# LIST OF TASKS
a) In the court opinion, who conducted the hypnosis interview with Faulkner?
b) Please copy the court opinion from "Decided May 6, 1985." to "R.H. BELL, JJ.", inclusive, substituting "County Prosecutor" for "Prosecuting Attorney".

# TEXT PROVIDED

======

Michigan Court of Appeals
May 6, 1985
142 Mich. App. 314 (Mich. Ct. App. 1985)

Summary

In McIntosh and Centers, testimony from the eyewitness was admitted on the basis of a comparative analysis of the information given during hypnosis and the prehypnotic statements.

Summary of this case from People v. Lee

Opinion

Docket No. 66096.

Decided May 6, 1985.

Frank J. Kelley, Attorney General, Louis J. Caruso, Solicitor General, Robert E. Weiss, Prosecuting Attorney, and Donald A. Kuebler, Chief, Appellate Division, for the people.

Richard P. King, for defendant on appeal.

Before: ALLEN, P.J., and R.M. MAHER and R.H. BELL, JJ.

Circuit judge, sitting on the Court of Appeals by assignment.


Defendant appeals as of right from convictions of conspiracy to commit armed robbery, MCL 750.157a; MSA 28.354(1). MCL 750.529; MSA 28.797, assault with intent to rob while armed, MCL 750.89; MSA 28.284, and felony murder, MCL 750.316; MSA 28.548, following a jury trial. He was subsequently sentenced to serve two concurrent terms of from 35 to 55 years imprisonment concurrently to a term of life imprisonment.

On appeal, defendant first argues that the trial court erred by permitting an eyewitness to the crimes, Kelly Faulkner, to testify at trial after she had been hypnotized by the police during their investigation of the crimes. Prior to trial, the court held an evidentiary hearing to establish the basis of Faulkner's testimony. At the hearing, it was established that Faulkner had given a description of two men immediately after the police arrived at the scene of the crime. She had then given a second statement to another officer within hours of the crime. In these statements, she described the two men as black males between the ages of 15 and 17 years. The first man had worn a dark green stocking cap which had not covered his face, had had a short Afro haircut and had worn a dark blue raincoat. The second man had worn a green army jacket, jeans and had also had a short Afro haircut. This man had a medium to dark complexion. Neither man had facial hair. Faulkner had then related the events leading to the shooting of her friend, Rick Blackmer. During her statements to the police, Faulkner indicated that she felt "very confident" that she could identify the two men if she were to see them again.

For more facts about the crime, see People v Centers, 141 Mich. App. 364; 367 N.W.2d 397 (1985), in which a different panel of this Court addresses defendant's codefendant's separate appeal.

Approximately 10 days later, Police Sergeant Leonard Accardo, a trained hypnotic investigator, conducted an interview with Faulkner. At this point in the investigation, the police did not have any suspects in the case and had turned to Accardo in the hope that Faulkner might be able to recall additional facts under hypnosis. Accardo was not aware that Faulkner had made any previous statements. He was able to hypnotize Faulkner so that she went into "a very light trance", which he described as "almost not in hypnosis". The session was tape-recorded and later transcribed. At the evidentiary hearing, the court reviewed the transcript. Under hypnosis, Faulkner described the first man as a small black man, approximately 15 or 16 years old and weighing around 125 pounds. He had worn a dark blue thin coat of medium length which Faulkner described as a "ladies coat". The coat had snaps down the front and four pockets. He also had worn a dark green knit hat with the knitting pattern going vertically down the hat. She thought he might have worn blue jeans, although she could not be sure. She described the second man as approximately 5'5" tall and slightly taller and slightly heavier than the first man. He had worn a green medium-length army jacket and blue jeans. The jacket had a patch on it that said "U S Army". The second man had a medium amount of hair which he wore "natural looking". Faulkner then again described the events at the time of the shooting. At the close of the hypnosis session, as Accardo brought Faulkner out of the hypnotic trance, the following exchange occurred:

"Q. You will and every time you think about it it will become clearer and clearer to you. And what you've done is you've just refreshed your memory. You've overcome those obsticles [sic] that stand in your way, trauma, maybe even poor memory. I don't know if you've go [sic] a good memory or not.

======

# EXTRACTED INFORMATION
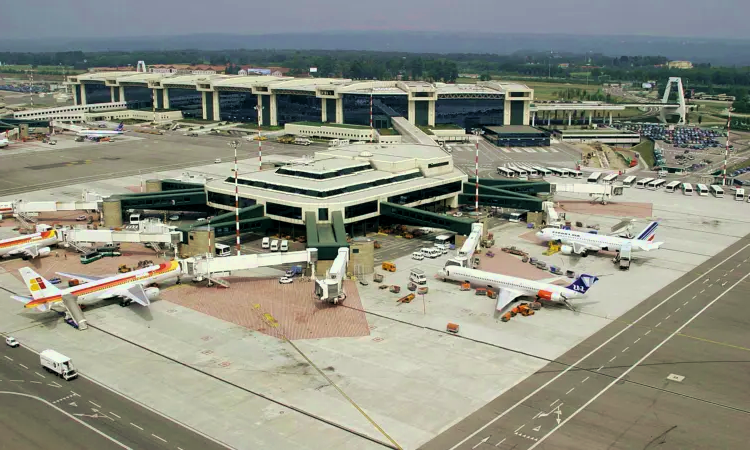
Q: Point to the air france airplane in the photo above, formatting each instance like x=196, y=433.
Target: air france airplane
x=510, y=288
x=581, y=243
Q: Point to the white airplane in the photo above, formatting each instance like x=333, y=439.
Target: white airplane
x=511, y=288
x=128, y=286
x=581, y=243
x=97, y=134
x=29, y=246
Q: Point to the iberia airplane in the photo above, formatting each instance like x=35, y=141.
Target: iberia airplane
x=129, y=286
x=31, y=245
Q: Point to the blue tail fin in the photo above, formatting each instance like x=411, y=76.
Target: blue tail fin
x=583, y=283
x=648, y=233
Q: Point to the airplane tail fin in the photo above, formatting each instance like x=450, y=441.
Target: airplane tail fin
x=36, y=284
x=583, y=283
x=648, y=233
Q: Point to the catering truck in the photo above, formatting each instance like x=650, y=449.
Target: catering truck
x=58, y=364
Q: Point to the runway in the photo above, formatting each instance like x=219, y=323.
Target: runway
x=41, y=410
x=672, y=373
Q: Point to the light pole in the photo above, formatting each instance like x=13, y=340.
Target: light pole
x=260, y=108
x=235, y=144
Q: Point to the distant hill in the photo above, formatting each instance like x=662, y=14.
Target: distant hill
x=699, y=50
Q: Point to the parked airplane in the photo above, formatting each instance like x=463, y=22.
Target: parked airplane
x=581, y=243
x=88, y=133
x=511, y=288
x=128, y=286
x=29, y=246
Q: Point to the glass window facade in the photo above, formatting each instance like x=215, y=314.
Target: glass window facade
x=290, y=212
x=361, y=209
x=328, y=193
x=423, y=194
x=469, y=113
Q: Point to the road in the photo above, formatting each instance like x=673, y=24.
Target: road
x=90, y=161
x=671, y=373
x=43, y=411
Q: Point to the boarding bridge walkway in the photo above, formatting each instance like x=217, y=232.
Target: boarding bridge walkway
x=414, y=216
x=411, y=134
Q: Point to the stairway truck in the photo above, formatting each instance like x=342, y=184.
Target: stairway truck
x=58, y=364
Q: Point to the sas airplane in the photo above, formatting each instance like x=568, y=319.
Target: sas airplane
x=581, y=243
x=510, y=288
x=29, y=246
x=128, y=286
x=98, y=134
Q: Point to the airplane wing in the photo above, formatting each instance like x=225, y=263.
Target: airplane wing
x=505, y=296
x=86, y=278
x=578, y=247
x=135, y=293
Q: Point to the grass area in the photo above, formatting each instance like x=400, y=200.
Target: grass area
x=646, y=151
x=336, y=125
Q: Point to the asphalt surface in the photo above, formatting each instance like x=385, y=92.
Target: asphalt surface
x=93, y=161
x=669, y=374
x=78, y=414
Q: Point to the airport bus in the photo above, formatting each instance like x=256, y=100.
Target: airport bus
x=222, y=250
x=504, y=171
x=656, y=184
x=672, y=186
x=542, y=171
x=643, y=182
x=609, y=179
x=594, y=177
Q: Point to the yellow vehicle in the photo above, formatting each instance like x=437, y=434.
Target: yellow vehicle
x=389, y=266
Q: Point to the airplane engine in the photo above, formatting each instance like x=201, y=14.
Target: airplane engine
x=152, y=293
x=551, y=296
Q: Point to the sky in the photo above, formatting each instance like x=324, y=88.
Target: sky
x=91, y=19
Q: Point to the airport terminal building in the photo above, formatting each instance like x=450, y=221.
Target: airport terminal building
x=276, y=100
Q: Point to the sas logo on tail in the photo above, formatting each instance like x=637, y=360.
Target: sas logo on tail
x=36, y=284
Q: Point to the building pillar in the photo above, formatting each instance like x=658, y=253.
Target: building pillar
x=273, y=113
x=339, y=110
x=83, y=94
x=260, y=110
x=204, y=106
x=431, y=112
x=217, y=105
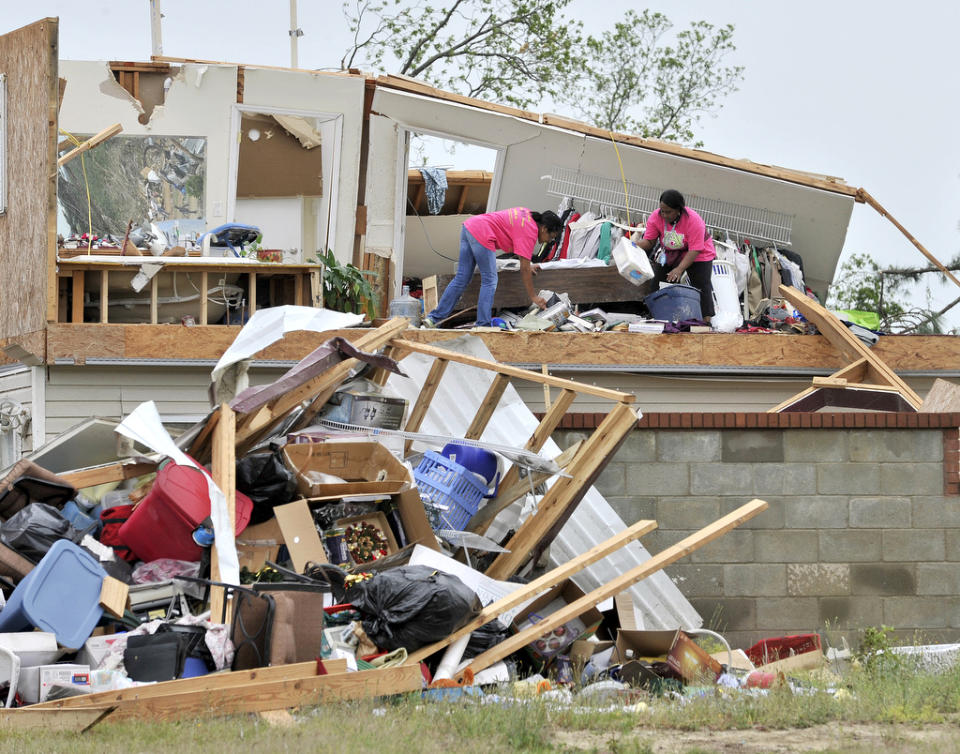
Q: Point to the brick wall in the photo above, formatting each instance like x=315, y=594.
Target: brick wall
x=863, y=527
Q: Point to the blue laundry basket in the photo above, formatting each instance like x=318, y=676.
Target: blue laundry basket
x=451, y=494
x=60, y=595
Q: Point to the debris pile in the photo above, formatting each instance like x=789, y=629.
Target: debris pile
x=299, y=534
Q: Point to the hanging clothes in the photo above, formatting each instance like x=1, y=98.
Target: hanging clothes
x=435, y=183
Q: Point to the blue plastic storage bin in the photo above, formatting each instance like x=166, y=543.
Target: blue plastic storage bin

======

# RESULTS IN ORDER
a) Police Sergeant Leonard Accardo, a trained hypnotic investigator.

b)
Decided May 6, 1985.

Frank J. Kelley, Attorney General, Louis J. Caruso, Solicitor General, Robert E. Weiss, County Prosecutor, and Donald A. Kuebler, Chief, Appellate Division, for the people.

Richard P. King, for defendant on appeal.

Before: ALLEN, P.J., and R.M. MAHER and R.H. BELL, JJ.